**Bloc de texte:**
· · ·

3Encadré par l’écriture de Franzos qui occupe le début et la fin, le milieu de ce livre cache un nombre considérable de paratextes qui sont également accessibles en français aussi bien qu’en allemand. Une postface de la traductrice, placée immédiatement après la première édition de l’essai (p. 50‑53), explique brièvement la problématique de son travail sur les noms. Pour rapprocher le lecteur francophone du sujet principal du texte, il faut parfois s’égarer du principe qu’« on ne traduit pas les noms de famille » (p. 50). La traductrice est consciente que ce procédé risque de reproduire l’emprise violente de l’état autrichien sur la minorité juive, l’acte de discrimination qui fait du nom propre une commodité dont on peut négocier la valeur et la signification. Elle précise donc sa tâche de la manière suivante : il s’agit de « conférer leur sens [aux noms] au sein même du récit de Franzos » sans toutefois les « refabriquer » voire « franciser » (ibid.) lorsqu’ils ne sont pas porteurs de sens.

4Le travail de la traductrice donne raison à ce projet difficile, en dégageant les parties descriptives des patronymes et en illustrant, par une version aussi littérale que possible, l’argumentation de Franzos. Il est vrai que la virtuosité mise en œuvre lors de la traduction des noms propres, notamment de ceux composés, peut aussi être apprécié comme un exercice de style, un recueil d’exemples qui permet de comparer la formation des noms de famille en allemand et en français. Mais l’effort de fidélité au sens est une forme de respect pour les porteurs du nom en question et non pas un jeu (p. 43). D’ailleurs, la version française ne cède jamais à la tentation d’enjoliver les données. Dans le cas de « Säugling », dérivé de « Blutsauger » (« Suceur-de-sang ») pour en atténuer les connotations négatives, elle ne propose pas la traduction possible *« Nourrisson » (un des sens littéraux de « Säugling »), mais le « Suceur » qui rappelle mieux la brutalité du patronyme attribué en premier lieu (p. 42‑43).

· · ·

**Données collectées:**

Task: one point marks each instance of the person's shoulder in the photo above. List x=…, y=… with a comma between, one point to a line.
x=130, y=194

· · ·

**Liste des tâches:**
1) Relevez tous les numéros de pages indiqués entre parenthèses dans le bloc de texte, dans leur ordre d'apparition.
2) Résumez sous forme de liste le paragraphe du bloc de texte qui commence par « Le travail de la traductrice », en gardant ses faits principaux.

**Réponses:**
1)
- p. 50‑53
- p. 50
- p. 43
- p. 42‑43

2)
- La traductrice fait ressortir les parties descriptives des noms de famille et traduit de la façon la plus littérale possible pour illustrer l'argumentation de Franzos.
- Sa traduction des noms propres, surtout des noms composés, peut se lire comme un exercice de style qui permet de comparer la formation des noms de famille en allemand et en français.
- Sa fidélité au sens n'est pourtant pas un jeu, mais une forme de respect envers les porteurs de ces noms (p. 43).
- La version française n'embellit jamais les données.
- Par exemple, « Säugling » vient de « Blutsauger » (« Suceur-de-sang ») et a été formé pour en adoucir le sens négatif. La traductrice écarte « Nourrisson » et choisit « Suceur », qui rappelle mieux la brutalité du nom d'origine (p. 42‑43).